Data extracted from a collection

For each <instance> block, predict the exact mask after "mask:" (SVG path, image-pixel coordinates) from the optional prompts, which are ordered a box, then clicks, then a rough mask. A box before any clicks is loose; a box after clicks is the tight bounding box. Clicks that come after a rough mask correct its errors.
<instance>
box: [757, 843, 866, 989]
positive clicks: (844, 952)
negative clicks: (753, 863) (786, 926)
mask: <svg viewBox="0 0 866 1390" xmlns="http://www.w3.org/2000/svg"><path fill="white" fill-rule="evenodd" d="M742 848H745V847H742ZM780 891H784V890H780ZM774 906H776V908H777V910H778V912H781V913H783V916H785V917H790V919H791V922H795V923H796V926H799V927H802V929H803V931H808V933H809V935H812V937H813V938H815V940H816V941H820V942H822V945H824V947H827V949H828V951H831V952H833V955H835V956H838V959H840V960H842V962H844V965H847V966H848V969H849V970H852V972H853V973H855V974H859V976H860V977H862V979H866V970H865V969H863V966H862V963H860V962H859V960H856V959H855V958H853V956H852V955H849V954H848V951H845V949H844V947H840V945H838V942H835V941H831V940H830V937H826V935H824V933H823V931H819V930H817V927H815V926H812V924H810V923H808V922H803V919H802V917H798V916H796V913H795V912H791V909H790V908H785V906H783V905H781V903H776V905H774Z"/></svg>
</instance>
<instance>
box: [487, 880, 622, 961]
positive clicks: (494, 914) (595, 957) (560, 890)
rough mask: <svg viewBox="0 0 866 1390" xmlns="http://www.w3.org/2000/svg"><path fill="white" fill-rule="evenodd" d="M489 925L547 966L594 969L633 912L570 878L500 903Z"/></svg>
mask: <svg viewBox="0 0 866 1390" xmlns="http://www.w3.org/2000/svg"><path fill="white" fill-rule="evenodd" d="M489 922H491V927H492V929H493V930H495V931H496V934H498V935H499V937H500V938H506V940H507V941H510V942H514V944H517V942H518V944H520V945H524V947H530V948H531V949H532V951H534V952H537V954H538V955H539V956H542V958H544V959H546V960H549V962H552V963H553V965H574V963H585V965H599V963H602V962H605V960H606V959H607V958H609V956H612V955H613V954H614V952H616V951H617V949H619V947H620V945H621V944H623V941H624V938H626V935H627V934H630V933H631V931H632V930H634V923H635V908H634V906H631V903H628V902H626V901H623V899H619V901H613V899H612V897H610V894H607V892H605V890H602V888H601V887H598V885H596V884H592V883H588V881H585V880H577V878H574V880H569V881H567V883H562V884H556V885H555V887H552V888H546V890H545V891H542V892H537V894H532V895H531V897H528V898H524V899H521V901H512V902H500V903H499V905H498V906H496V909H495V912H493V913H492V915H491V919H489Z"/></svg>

What you have to do: Show every line in the entries above that contains the string "instance".

Answer to this problem:
For each <instance> block, predict the exact mask after "mask:" (SVG path, image-pixel coordinates) from the optional prompts, which are ordered a box, then clicks, then a rough mask. A box before any clicks is loose; a box after clicks is the tight bounding box. Clicks that come after a rough mask correct its errors.
<instance>
</instance>
<instance>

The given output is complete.